- [Required work]:
Repeat the data in full. No line may differ from the original.

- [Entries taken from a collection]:
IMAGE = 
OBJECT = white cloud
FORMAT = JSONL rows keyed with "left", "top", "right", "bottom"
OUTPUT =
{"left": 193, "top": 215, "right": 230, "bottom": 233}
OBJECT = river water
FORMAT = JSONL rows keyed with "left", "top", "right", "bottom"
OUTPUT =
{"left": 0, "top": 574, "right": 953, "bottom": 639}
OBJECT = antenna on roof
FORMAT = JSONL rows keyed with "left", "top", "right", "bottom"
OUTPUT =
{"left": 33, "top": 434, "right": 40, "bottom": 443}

- [Answer space]:
IMAGE = 
OBJECT = white cloud
FORMAT = JSONL rows keyed with "left", "top", "right", "bottom"
OUTPUT =
{"left": 193, "top": 215, "right": 230, "bottom": 233}
OBJECT = river water
FORMAT = JSONL rows keyed with "left", "top", "right", "bottom"
OUTPUT =
{"left": 0, "top": 574, "right": 953, "bottom": 639}
OBJECT = antenna on roof
FORMAT = JSONL rows keyed with "left", "top", "right", "bottom"
OUTPUT =
{"left": 33, "top": 434, "right": 40, "bottom": 443}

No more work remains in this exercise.